(Entrées de la collection)

++++++++++

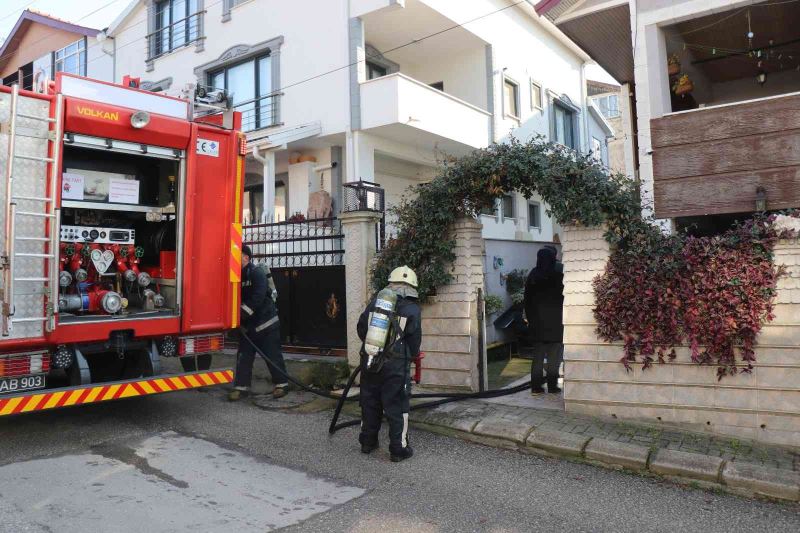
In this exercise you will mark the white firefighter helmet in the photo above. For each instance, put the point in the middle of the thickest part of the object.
(405, 275)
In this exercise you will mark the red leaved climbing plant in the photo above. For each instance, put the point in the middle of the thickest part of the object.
(710, 293)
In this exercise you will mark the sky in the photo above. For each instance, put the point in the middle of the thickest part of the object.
(101, 13)
(92, 13)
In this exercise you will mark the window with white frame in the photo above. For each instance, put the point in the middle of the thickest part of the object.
(507, 207)
(597, 149)
(493, 211)
(563, 125)
(71, 58)
(249, 83)
(534, 215)
(608, 105)
(176, 24)
(510, 98)
(536, 96)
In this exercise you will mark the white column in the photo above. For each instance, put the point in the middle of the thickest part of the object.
(268, 161)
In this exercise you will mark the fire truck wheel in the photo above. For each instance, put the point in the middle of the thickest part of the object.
(203, 363)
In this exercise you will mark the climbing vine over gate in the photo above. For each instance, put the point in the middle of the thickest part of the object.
(658, 291)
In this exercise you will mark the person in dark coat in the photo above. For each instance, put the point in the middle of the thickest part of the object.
(259, 319)
(387, 390)
(544, 302)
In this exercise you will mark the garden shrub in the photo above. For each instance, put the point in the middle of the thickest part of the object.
(658, 291)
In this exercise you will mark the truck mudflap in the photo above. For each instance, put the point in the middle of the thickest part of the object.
(104, 392)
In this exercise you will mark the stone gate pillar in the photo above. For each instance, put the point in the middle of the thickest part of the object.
(450, 325)
(360, 248)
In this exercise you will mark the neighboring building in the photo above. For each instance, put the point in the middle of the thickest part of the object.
(39, 45)
(714, 136)
(375, 87)
(606, 99)
(714, 86)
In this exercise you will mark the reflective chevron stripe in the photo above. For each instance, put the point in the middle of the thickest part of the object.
(42, 401)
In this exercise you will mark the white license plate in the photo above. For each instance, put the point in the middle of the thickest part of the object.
(8, 385)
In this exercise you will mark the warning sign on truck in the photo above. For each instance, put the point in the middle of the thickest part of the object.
(207, 147)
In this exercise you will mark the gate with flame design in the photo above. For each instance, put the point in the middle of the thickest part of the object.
(307, 262)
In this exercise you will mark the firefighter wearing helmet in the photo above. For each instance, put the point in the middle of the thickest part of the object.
(391, 330)
(260, 323)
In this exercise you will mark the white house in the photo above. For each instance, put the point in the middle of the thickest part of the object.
(372, 90)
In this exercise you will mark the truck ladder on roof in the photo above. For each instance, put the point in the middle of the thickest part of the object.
(30, 187)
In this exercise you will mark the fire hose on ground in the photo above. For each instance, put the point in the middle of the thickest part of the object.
(444, 397)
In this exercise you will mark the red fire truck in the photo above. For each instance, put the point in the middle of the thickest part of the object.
(122, 235)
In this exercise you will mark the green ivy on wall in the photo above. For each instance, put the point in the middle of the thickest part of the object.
(658, 291)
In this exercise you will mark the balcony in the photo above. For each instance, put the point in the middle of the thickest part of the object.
(401, 108)
(711, 160)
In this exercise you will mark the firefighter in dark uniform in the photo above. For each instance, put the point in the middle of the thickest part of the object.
(388, 390)
(259, 318)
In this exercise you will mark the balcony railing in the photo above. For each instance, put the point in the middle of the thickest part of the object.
(260, 112)
(713, 160)
(175, 35)
(397, 99)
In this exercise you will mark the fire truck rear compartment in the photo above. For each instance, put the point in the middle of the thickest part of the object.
(118, 237)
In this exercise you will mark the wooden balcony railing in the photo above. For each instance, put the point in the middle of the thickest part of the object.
(711, 161)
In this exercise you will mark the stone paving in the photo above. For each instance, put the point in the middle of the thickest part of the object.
(466, 415)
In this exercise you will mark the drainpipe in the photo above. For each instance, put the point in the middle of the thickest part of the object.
(585, 107)
(268, 161)
(101, 38)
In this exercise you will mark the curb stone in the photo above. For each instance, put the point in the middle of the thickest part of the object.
(762, 480)
(630, 456)
(557, 442)
(685, 464)
(740, 478)
(503, 428)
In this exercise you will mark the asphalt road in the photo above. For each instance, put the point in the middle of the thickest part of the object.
(193, 461)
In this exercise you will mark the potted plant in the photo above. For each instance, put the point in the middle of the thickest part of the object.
(673, 64)
(683, 86)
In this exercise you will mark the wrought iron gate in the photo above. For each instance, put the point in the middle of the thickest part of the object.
(307, 262)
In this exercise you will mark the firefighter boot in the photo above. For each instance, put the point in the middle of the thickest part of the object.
(369, 448)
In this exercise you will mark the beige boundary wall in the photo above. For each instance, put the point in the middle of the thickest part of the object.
(763, 405)
(449, 320)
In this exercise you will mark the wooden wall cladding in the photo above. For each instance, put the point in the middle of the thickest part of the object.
(711, 161)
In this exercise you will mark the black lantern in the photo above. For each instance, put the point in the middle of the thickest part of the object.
(761, 199)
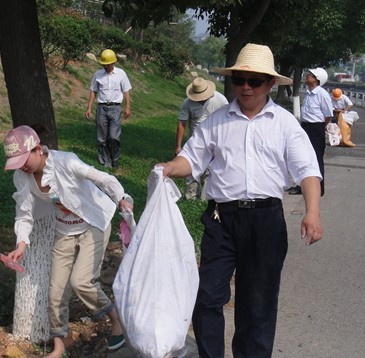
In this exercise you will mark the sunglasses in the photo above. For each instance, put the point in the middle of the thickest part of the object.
(252, 82)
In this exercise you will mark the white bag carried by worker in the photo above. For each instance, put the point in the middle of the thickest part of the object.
(333, 134)
(156, 285)
(350, 117)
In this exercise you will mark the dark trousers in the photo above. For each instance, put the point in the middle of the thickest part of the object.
(316, 134)
(108, 131)
(252, 242)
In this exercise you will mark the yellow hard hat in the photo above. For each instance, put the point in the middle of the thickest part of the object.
(337, 93)
(107, 57)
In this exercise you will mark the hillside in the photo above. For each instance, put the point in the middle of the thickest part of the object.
(148, 137)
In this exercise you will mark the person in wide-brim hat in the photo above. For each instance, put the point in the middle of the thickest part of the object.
(200, 89)
(255, 58)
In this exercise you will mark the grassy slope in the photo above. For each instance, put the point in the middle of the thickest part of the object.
(148, 137)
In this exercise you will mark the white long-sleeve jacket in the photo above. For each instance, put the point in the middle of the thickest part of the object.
(91, 194)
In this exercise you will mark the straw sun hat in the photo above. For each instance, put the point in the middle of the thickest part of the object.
(255, 58)
(200, 89)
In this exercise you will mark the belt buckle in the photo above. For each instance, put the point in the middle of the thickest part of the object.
(246, 204)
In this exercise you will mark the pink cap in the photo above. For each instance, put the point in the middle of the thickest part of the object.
(18, 145)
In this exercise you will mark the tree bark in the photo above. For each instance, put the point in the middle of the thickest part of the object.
(24, 68)
(31, 293)
(30, 103)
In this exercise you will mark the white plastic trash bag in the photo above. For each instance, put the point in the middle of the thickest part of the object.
(333, 134)
(127, 226)
(350, 117)
(156, 285)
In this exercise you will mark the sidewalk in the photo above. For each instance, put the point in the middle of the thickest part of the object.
(322, 298)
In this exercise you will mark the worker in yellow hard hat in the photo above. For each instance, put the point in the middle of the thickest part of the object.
(110, 86)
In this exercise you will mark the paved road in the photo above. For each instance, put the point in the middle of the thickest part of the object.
(322, 299)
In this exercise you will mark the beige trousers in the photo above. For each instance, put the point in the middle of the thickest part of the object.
(76, 265)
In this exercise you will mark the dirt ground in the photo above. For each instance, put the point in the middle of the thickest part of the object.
(86, 338)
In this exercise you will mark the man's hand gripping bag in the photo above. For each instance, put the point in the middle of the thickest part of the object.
(156, 285)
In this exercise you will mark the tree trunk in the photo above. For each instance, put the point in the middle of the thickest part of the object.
(296, 91)
(24, 68)
(30, 103)
(31, 293)
(285, 70)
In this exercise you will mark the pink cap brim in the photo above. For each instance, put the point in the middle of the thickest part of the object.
(16, 162)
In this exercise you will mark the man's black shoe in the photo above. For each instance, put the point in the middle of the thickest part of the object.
(296, 190)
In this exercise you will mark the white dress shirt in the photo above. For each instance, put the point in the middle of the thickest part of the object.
(250, 159)
(110, 86)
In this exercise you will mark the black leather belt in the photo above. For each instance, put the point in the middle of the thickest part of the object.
(251, 204)
(109, 104)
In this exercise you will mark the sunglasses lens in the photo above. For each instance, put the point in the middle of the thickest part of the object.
(255, 82)
(252, 82)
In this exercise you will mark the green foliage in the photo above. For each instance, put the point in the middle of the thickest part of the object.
(114, 38)
(65, 35)
(210, 52)
(170, 61)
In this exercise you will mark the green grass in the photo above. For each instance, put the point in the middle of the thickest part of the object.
(148, 137)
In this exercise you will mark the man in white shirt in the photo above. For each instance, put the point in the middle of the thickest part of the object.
(202, 99)
(110, 85)
(316, 113)
(252, 148)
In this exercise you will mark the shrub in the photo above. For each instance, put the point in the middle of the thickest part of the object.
(67, 36)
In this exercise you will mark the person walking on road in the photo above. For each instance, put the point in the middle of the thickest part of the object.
(111, 86)
(202, 99)
(252, 148)
(316, 113)
(341, 105)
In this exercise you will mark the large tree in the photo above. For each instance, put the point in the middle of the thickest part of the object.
(24, 68)
(30, 103)
(233, 19)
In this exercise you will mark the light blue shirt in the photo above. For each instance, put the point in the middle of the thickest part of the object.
(317, 106)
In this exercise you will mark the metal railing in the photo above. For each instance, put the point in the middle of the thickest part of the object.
(357, 97)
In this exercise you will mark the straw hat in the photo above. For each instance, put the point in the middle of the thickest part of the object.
(200, 89)
(255, 58)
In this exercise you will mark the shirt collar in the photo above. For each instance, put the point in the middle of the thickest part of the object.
(268, 109)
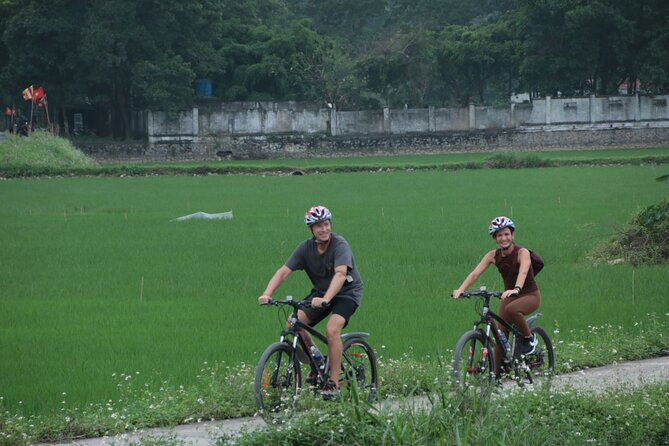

++++++++++

→ CONSIGNE: Listez toutes les lignes du matériel ci-dessus qui contiennent le mot « plant », en les recopiant intégralement.

→ RÉPONSE ATTENDUE:
In this exercise you will mark the red leaved climbing plant in the photo above. For each instance, put the point in the middle of the thickest part of the object.
In this exercise you will mark the potted plant in the photo above. For each instance, put the point in the middle of the thickest part of the object.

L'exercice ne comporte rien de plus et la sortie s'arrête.